▸ **Task prompt**
Skip the pictures. Copy all the rest of the records down exactly.

▸ **Input data**
__________________________________________________
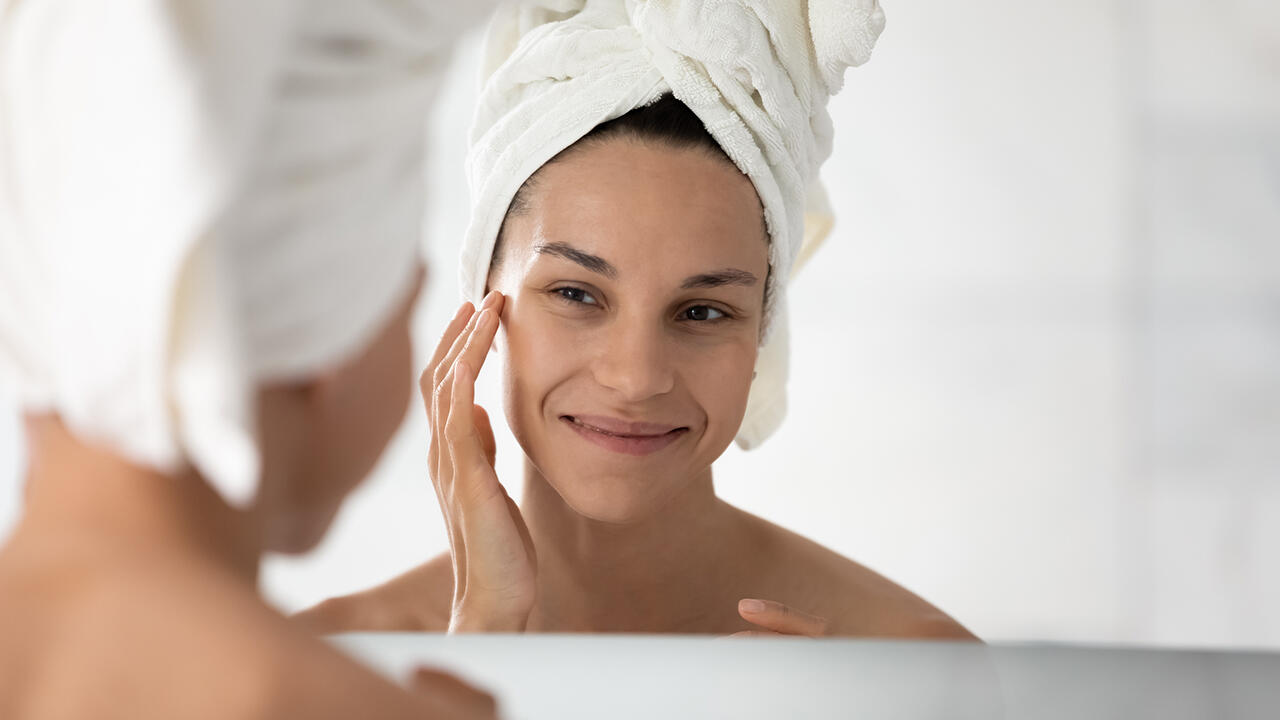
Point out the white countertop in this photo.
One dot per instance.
(620, 677)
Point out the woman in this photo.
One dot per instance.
(205, 300)
(635, 276)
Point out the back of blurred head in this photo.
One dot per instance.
(208, 260)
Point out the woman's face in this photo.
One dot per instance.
(635, 288)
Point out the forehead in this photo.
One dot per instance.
(634, 201)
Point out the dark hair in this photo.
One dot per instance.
(666, 121)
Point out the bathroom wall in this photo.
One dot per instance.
(1036, 370)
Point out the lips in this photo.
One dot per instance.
(627, 437)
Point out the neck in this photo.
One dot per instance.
(82, 496)
(661, 573)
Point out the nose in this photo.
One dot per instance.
(634, 361)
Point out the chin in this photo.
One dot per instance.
(609, 497)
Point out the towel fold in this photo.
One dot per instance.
(199, 196)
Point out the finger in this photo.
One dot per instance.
(451, 697)
(466, 451)
(451, 333)
(480, 340)
(781, 618)
(485, 429)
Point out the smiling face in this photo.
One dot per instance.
(635, 287)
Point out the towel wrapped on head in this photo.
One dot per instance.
(757, 72)
(200, 197)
__________________________________________________
▸ **Task answer**
Point out the white countertop in this photo.
One dot per instance.
(620, 677)
Point out the woman in this photo.
One dot per instance.
(205, 300)
(635, 276)
Point out the back of blurred head in this photo.
One dot per instance.
(208, 260)
Point out the woman's face in this photo.
One dot per instance.
(635, 288)
Point out the forehead in this photo.
One dot per instance.
(634, 201)
Point out the dark hair in this photo.
One dot per instance.
(666, 121)
Point out the bathroom wall in this photo.
One dot per instance.
(1036, 370)
Point out the lips in this photo.
One dot per instance.
(627, 437)
Point out the neck in this photo.
One dot per instance.
(82, 496)
(661, 573)
Point out the nose in this photo.
One dot per instance.
(634, 361)
Point out the chin in this photo.
One dot per instance.
(609, 497)
Point out the towel fold in this photo.
One dot per instance.
(199, 196)
Point out the finger in this photo.
One dot per instance.
(451, 697)
(466, 451)
(451, 333)
(480, 340)
(781, 618)
(485, 429)
Point out the smiling face in this photo.
One dot per instance.
(635, 287)
Point out the towel wrapped on head in this photo.
One dot per instance.
(757, 72)
(200, 197)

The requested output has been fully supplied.